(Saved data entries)
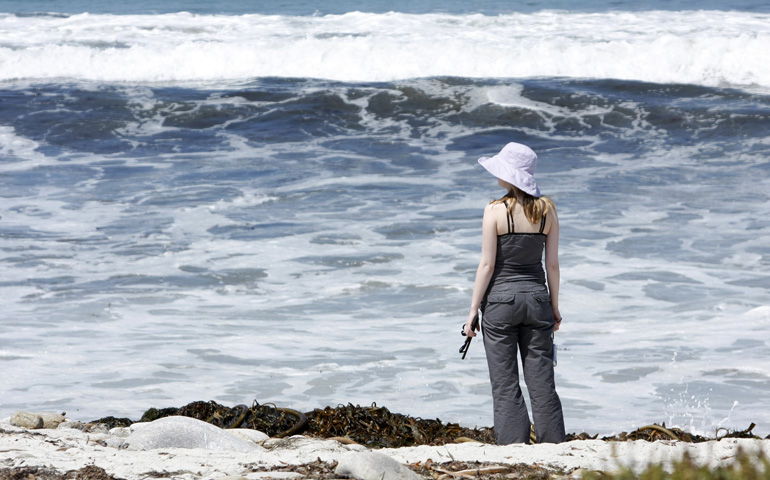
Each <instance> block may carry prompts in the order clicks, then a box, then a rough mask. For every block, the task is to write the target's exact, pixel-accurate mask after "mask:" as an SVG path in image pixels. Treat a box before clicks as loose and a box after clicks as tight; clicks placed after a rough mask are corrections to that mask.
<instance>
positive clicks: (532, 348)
mask: <svg viewBox="0 0 770 480" xmlns="http://www.w3.org/2000/svg"><path fill="white" fill-rule="evenodd" d="M482 312H483V317H482V334H483V338H484V348H485V350H486V352H487V364H488V366H489V379H490V380H491V382H492V399H493V401H494V420H495V437H496V438H497V443H498V444H499V445H507V444H509V443H529V436H530V421H529V415H528V414H527V405H526V403H524V397H523V395H522V393H521V388H520V387H519V366H518V363H517V351H519V352H521V363H522V367H523V370H524V380H525V381H526V382H527V389H528V390H529V399H530V403H531V404H532V416H533V420H534V424H535V436H536V438H537V441H538V442H539V443H559V442H563V441H564V437H565V431H564V416H563V414H562V408H561V401H560V400H559V395H558V394H557V393H556V385H555V383H554V379H553V377H554V375H553V340H552V338H551V333H552V332H553V324H554V319H553V310H551V300H550V296H549V294H548V289H547V288H546V287H545V285H541V284H537V283H530V282H515V283H508V284H504V285H495V286H493V287H492V289H491V290H490V292H489V294H488V295H487V297H486V299H485V301H484V302H483V303H482Z"/></svg>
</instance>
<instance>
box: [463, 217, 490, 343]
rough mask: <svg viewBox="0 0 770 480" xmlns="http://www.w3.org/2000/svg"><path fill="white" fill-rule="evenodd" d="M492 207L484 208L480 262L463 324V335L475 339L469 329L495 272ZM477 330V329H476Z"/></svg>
mask: <svg viewBox="0 0 770 480" xmlns="http://www.w3.org/2000/svg"><path fill="white" fill-rule="evenodd" d="M492 208H493V205H487V206H486V207H485V208H484V220H483V221H482V225H481V261H480V262H479V268H478V269H477V270H476V281H475V282H474V283H473V297H472V298H471V310H470V312H468V320H467V321H466V322H465V334H466V335H468V336H469V337H475V336H476V332H474V331H473V330H472V329H471V324H472V323H473V319H474V318H475V317H476V311H477V310H478V309H479V307H480V306H481V300H482V299H483V298H484V293H486V291H487V287H488V286H489V280H490V279H491V278H492V272H494V271H495V257H496V256H497V223H496V221H495V216H494V214H493V212H492ZM476 329H477V330H478V327H476Z"/></svg>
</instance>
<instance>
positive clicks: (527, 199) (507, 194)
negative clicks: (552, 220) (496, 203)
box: [490, 185, 556, 223]
mask: <svg viewBox="0 0 770 480" xmlns="http://www.w3.org/2000/svg"><path fill="white" fill-rule="evenodd" d="M506 200H511V202H510V203H508V215H513V209H514V208H515V207H516V203H521V208H523V209H524V216H525V217H527V220H528V221H529V223H538V222H540V220H542V219H543V216H544V215H545V214H547V213H548V212H551V211H556V205H554V203H553V200H551V199H550V198H548V197H546V196H542V197H533V196H532V195H530V194H528V193H527V192H523V191H521V190H520V189H518V188H516V187H515V186H513V185H511V189H510V190H508V193H506V194H505V196H504V197H503V198H499V199H497V200H492V201H491V202H490V205H493V204H496V203H503V204H504V203H506Z"/></svg>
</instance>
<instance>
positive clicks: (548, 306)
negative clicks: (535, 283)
mask: <svg viewBox="0 0 770 480" xmlns="http://www.w3.org/2000/svg"><path fill="white" fill-rule="evenodd" d="M532 298H533V300H534V302H533V303H534V306H535V312H533V313H535V315H534V317H535V318H531V319H530V321H531V322H533V324H534V325H538V326H539V327H538V328H541V327H542V328H546V327H547V328H553V322H554V320H553V309H552V308H551V294H549V293H533V294H532Z"/></svg>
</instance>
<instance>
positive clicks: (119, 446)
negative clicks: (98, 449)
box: [102, 437, 126, 449]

PROBLEM DETAILS
Convert every line of the records above into a Markdown table with the columns "No." and "Line," numbering each row and omitting blank lines. Leave the pictures out.

FINISHED TASK
| No. | Line |
|---|---|
| 1 | Each <instance> block may carry prompts in the order clicks, then a box, then a rough mask. For every block, the task is to write the target's exact, pixel-accurate mask after "mask:" as an SVG path in image pixels. Treat a box before clicks as loose and a box after clicks as tight; clicks placed after a rough mask are corrections to that mask. |
| 2 | <instance> |
| 3 | positive clicks: (532, 348) |
| 4 | mask: <svg viewBox="0 0 770 480" xmlns="http://www.w3.org/2000/svg"><path fill="white" fill-rule="evenodd" d="M482 312H483V317H482V334H483V338H484V348H485V350H486V352H487V364H488V366H489V379H490V380H491V382H492V399H493V401H494V420H495V437H496V438H497V443H498V444H499V445H507V444H509V443H529V436H530V421H529V415H528V414H527V405H526V403H524V397H523V395H522V393H521V388H520V387H519V366H518V363H517V351H519V352H521V363H522V367H523V370H524V380H525V381H526V382H527V389H528V390H529V399H530V403H531V404H532V416H533V420H534V424H535V436H536V438H537V441H538V442H539V443H559V442H563V441H564V437H565V431H564V416H563V414H562V408H561V401H560V400H559V395H558V394H557V393H556V385H555V383H554V379H553V377H554V375H553V340H552V338H551V333H552V332H553V324H554V319H553V310H551V300H550V296H549V294H548V289H547V288H546V287H545V285H541V284H537V283H530V282H515V283H508V284H504V285H495V286H493V287H492V289H491V290H490V292H489V294H488V295H487V297H486V299H485V301H484V302H483V303H482Z"/></svg> |
| 5 | </instance> |
| 6 | <instance> |
| 7 | box: [463, 217, 490, 343] |
| 8 | rough mask: <svg viewBox="0 0 770 480" xmlns="http://www.w3.org/2000/svg"><path fill="white" fill-rule="evenodd" d="M492 207L484 208L480 262L463 324V335L475 339L469 329L495 272ZM477 330V329H476Z"/></svg> |
| 9 | mask: <svg viewBox="0 0 770 480" xmlns="http://www.w3.org/2000/svg"><path fill="white" fill-rule="evenodd" d="M492 208H493V205H487V206H486V207H485V208H484V220H483V221H482V225H481V261H480V262H479V268H478V269H477V270H476V281H475V282H474V283H473V297H472V298H471V310H470V312H468V320H467V321H466V322H465V334H466V335H468V336H469V337H475V336H476V332H474V331H473V330H472V329H471V324H472V323H473V319H474V318H475V317H476V311H477V310H478V309H479V307H480V306H481V300H482V299H483V298H484V293H486V291H487V287H488V286H489V280H490V279H491V278H492V272H494V271H495V257H496V256H497V223H496V221H495V216H494V214H493V212H492ZM476 329H477V330H478V327H476Z"/></svg> |
| 10 | </instance> |
| 11 | <instance> |
| 12 | positive clicks: (527, 199) (507, 194) |
| 13 | negative clicks: (552, 220) (496, 203) |
| 14 | box: [490, 185, 556, 223] |
| 15 | mask: <svg viewBox="0 0 770 480" xmlns="http://www.w3.org/2000/svg"><path fill="white" fill-rule="evenodd" d="M506 200H511V202H510V203H508V215H513V209H514V208H515V207H516V203H521V208H523V209H524V216H525V217H527V220H528V221H529V223H538V222H540V220H542V219H543V216H544V215H545V214H547V213H548V212H551V211H556V205H554V203H553V200H551V199H550V198H548V197H546V196H542V197H533V196H532V195H530V194H528V193H527V192H523V191H521V190H520V189H518V188H516V187H515V186H513V185H511V189H510V190H508V193H506V194H505V196H504V197H503V198H499V199H497V200H492V201H491V202H490V205H493V204H496V203H503V204H504V203H506Z"/></svg> |
| 16 | </instance> |
| 17 | <instance> |
| 18 | positive clicks: (548, 306) |
| 19 | negative clicks: (535, 283) |
| 20 | mask: <svg viewBox="0 0 770 480" xmlns="http://www.w3.org/2000/svg"><path fill="white" fill-rule="evenodd" d="M532 298H533V300H534V302H533V303H534V306H535V312H533V313H535V315H534V317H535V318H531V319H530V321H531V322H533V324H534V325H538V326H539V327H538V328H541V327H542V328H546V327H547V328H553V322H554V320H553V309H552V308H551V294H549V293H533V294H532Z"/></svg> |
| 21 | </instance> |
| 22 | <instance> |
| 23 | positive clicks: (119, 446) |
| 24 | negative clicks: (98, 449) |
| 25 | box: [102, 437, 126, 449] |